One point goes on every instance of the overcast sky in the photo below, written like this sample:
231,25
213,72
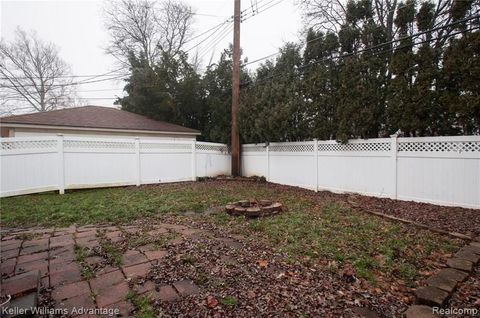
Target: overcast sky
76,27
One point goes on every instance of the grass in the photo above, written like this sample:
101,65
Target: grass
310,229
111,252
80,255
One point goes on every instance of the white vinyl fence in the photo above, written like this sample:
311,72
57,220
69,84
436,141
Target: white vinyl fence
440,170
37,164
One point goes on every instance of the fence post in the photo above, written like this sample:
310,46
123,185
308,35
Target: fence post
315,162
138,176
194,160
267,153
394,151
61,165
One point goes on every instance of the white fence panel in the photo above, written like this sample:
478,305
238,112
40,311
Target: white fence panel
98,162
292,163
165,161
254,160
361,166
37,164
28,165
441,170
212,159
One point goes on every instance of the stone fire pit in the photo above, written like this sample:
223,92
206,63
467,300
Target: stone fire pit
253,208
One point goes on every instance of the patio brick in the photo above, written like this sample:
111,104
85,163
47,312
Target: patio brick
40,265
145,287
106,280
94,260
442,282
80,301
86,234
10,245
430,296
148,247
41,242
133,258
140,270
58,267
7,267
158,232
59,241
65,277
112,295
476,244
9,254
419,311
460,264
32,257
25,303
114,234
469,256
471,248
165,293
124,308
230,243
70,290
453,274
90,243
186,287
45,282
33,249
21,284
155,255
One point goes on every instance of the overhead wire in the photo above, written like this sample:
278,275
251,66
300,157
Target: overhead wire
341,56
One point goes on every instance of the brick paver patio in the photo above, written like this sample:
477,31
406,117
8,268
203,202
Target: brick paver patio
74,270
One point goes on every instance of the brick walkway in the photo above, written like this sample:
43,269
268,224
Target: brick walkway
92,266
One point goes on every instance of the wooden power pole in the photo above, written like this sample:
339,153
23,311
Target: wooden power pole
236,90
*****
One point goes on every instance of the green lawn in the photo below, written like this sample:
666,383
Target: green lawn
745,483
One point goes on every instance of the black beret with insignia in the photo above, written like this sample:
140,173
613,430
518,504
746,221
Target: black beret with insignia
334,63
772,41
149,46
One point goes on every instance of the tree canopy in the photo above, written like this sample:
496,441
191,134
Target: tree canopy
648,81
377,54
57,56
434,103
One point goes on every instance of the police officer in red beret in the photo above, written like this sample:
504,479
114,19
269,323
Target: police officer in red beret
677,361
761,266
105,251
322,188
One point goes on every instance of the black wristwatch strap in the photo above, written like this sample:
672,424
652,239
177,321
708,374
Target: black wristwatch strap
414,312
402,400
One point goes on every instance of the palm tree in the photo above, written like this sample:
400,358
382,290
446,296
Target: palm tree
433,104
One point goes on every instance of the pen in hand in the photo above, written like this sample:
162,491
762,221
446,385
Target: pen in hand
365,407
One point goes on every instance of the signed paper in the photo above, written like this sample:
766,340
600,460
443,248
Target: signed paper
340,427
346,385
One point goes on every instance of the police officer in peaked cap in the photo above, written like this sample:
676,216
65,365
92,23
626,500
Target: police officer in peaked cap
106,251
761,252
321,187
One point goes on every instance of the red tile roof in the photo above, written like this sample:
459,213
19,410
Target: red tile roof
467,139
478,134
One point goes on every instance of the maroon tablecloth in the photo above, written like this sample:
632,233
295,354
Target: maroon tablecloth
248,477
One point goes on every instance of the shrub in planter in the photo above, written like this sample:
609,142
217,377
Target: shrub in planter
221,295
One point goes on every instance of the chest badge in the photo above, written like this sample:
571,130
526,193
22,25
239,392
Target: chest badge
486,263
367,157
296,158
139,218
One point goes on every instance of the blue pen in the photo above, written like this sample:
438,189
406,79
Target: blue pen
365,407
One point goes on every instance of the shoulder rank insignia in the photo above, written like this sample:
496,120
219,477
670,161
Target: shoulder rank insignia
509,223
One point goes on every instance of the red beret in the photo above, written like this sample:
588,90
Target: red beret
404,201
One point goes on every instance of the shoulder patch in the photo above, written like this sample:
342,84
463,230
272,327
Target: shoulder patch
*****
## [Written problem]
Copy the lines above without changes, starting at the line that contains "One point goes on every instance of the red beret" and ending at the line that contains "Target: shoulder patch".

## [Reply]
One point goes on every instance of the red beret in the photo above, written like this sample:
588,90
Target: red beret
404,201
One point goes on every instance of the shoulder patch in the photo above, written like this sample:
342,84
463,230
272,327
Target: shoulder patch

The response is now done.